The Power of Language: Postmodern Ideas & Therapy

What does it mean if something is “Postmodern”? Postmodernism is a movement characterized by skepticism, subjectivism, or relativism. Postmodernist thought has emerged largely as a challenge to the idea of ‘objectivity’ and scientific explanations of reality. It argues that we don’t simply perceive reality as it is but rather actively construct it. That construction will depend on a persons habits, structures we have developed as a society, culture, personal experiences, etc.

Postmodernist argue that people’s knowledge of the world develops in a social context, and that much of what we perceive as objective facts or natural categories is in fact socially constructed. Postmodernism therefore disputes the existence of one objective ‘Truth’ that can apply to everybody. It is understood that different individuals and groups may possess their own truths; “truths” but with a lowercase “t”.

For the postmodernists, knowledge is the written and spoken interactions between certain people and groups. Language, in this view, doesn’t merely describe our world but rather shapes and constructs it. For example, to a group of chemist, water is a compound made up of two hydrogen atoms and one oxygen atom; and for certain purposes, that way of talking about water is a useful way of seeing it, BUT to others, water can be a holy object. We can bring it into worship. We can bathe one in it at a baptismal ceremony. So how does Postmodernism relate to therapy?

“Once someone excepts something to be true, they have limited themselves to possibilities and creativity”.

- Leo Scaletta

Postmodernism & Therapy

Postmodernist ideas such an emphasis on language and subjectivity, has given rise to some wonderful developments in the field of psychotherapy. It can be helpful for a counselor to be curious about our clients version of truth rather than trying to convince them that they are wrong and we are right. This also creates a more egalitarian dynamic between the therapists and client because the therapists is not seen as the “expert”. Instead, both the therapist and client come together to collaborate and create new understandings. These understandings or meanings are “achieved through coordination among persons—negotiations, agreements, comparing views, and so on” (Gergen, 2015, p. 6).

Two of the most influential approaches that have been influenced by postmodernism have been Narrative Therapy and Solution-Focused Therapy. Both of these therapies view language as the means by which we construct and can deconstruct our identities and our sense of the social world. Both approaches question diagnostic labeling and focus on what’s going right, and on clients’ unique subjective experience.

+ + + + + + +

Task set:
1. Say whether each statement agrees with the piece on postmodern ideas and therapy: (a) postmodernism holds that one objective Truth applies to everyone; (b) in the postmodern view, language shapes and builds the world instead of only describing it; (c) Narrative Therapy and Solution-Focused Therapy both rely on diagnostic labels. Answer yes or no for each and quote the words that decide it.
2. From the piece on postmodern ideas and therapy, copy out everything from "For the postmodernists, knowledge" down to "relate to therapy?", word for word.

+ + + + + + +

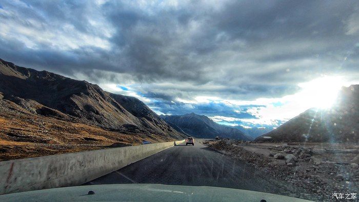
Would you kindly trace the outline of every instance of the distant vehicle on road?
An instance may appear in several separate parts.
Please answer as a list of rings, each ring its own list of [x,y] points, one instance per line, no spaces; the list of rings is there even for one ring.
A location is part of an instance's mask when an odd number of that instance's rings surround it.
[[[186,145],[192,145],[194,146],[194,139],[193,137],[187,137],[186,139]]]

+ + + + + + +

Exercise solutions:
1.
(a) No: "Postmodernism therefore disputes the existence of one objective ‘Truth’ that can apply to everybody."
(b) Yes: "Language, in this view, doesn’t merely describe our world but rather shapes and constructs it."
(c) No: "Both approaches question diagnostic labeling and focus on what’s going right, and on clients’ unique subjective experience."

2.
For the postmodernists, knowledge is the written and spoken interactions between certain people and groups. Language, in this view, doesn’t merely describe our world but rather shapes and constructs it. For example, to a group of chemist, water is a compound made up of two hydrogen atoms and one oxygen atom; and for certain purposes, that way of talking about water is a useful way of seeing it, BUT to others, water can be a holy object. We can bring it into worship. We can bathe one in it at a baptismal ceremony. So how does Postmodernism relate to therapy?